**Source text**
=-=-=-=-=

Data availability proof-friendly state tree transitions

musalbas · March 21, 2018, 6:52pm

Problem

State trees are an important element in a blockchain that supports fraud proofs or stateless clients, because they are needed to prove that a) a fraudulent transaction is attempting to spend an input that does not exist (in a UTXO-based blockchain), b) a fraudulent transaction is performing a transaction based on state that does not exist (in an account-based blockchain) or c) in the case of a stateless client, prove that some state exists.

However, a malicious miner could create a blockchain with a fraudulent state tree root, that does not match the state transitions made by the transactions in the block, and so no one would be able to find prove the inclusion of any state in the tree and find proofs of fraudulent state, because they don’t have the data for it. You could prevent this by having data availability proofs for the entire state tree, but it would of course not be efficient to require nodes to broadcast the entire state of the system every block.

Solution abstract

A solution to this is to have many “intermediate” state tree roots, and corresponding merkle proofs for all the intermediate state tree roots that show modifying the state tree in a certain way should lead to the next intermediate state tree root. If any of these intermediate roots are wrong, then fraud proof is limited to that specific intermediate root.

Solution design

Each block header contains a standard sparse merkle tree with 2^{256} leafs (every possible SHA256 hash), such that a leaf at index k represents the state of the key k (if you don’t understand how having 2^{256} leafs is even possible without burning the universe, see the linked paper). Sparse merkle trees are used because they do not have to be rebalanced, so if you have tree A and tree B, where tree B is tree A but with one leaf that is different, then proving that the root of tree A becomes the root of tree B when you change a specific leaf is always O(log(n)). I will call this a “merkle change proof”: which is a merkle proof that the root of tree A, combined with some change in leaf index k in tree A, makes the root of tree B.

Now, instead of publishing just one sparse merkle tree root in each block header, a miner should publish multiple intermediate tree roots in the same header, such that, for example, if you apply the results of transactions 1-10 to the previous block’s sparse merkle tree root, you get intermediate root R_1, then if you apply transactions 11-20 to R_1, you get intermediate root R_2, until you apply all the transactions to each previous root and get final root R_n.

=-=-=-=-=

**Dataset entries**
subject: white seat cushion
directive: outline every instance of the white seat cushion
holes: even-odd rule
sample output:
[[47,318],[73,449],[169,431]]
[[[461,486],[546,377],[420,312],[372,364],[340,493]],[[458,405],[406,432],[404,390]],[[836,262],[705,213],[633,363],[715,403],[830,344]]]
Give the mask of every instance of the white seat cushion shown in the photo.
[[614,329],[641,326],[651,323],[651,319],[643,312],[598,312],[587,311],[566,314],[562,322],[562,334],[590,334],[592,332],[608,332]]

=-=-=-=-=

**Task prompt**
Write out the state tree post word for word, everything from "Each block header contains" down to "root of tree B.". Nothing in the listing matters here.

**Finished answer**
Each block header contains a standard sparse merkle tree with 2^{256} leafs (every possible SHA256 hash), such that a leaf at index k represents the state of the key k (if you don’t understand how having 2^{256} leafs is even possible without burning the universe, see the linked paper). Sparse merkle trees are used because they do not have to be rebalanced, so if you have tree A and tree B, where tree B is tree A but with one leaf that is different, then proving that the root of tree A becomes the root of tree B when you change a specific leaf is always O(log(n)). I will call this a “merkle change proof”: which is a merkle proof that the root of tree A, combined with some change in leaf index k in tree A, makes the root of tree B.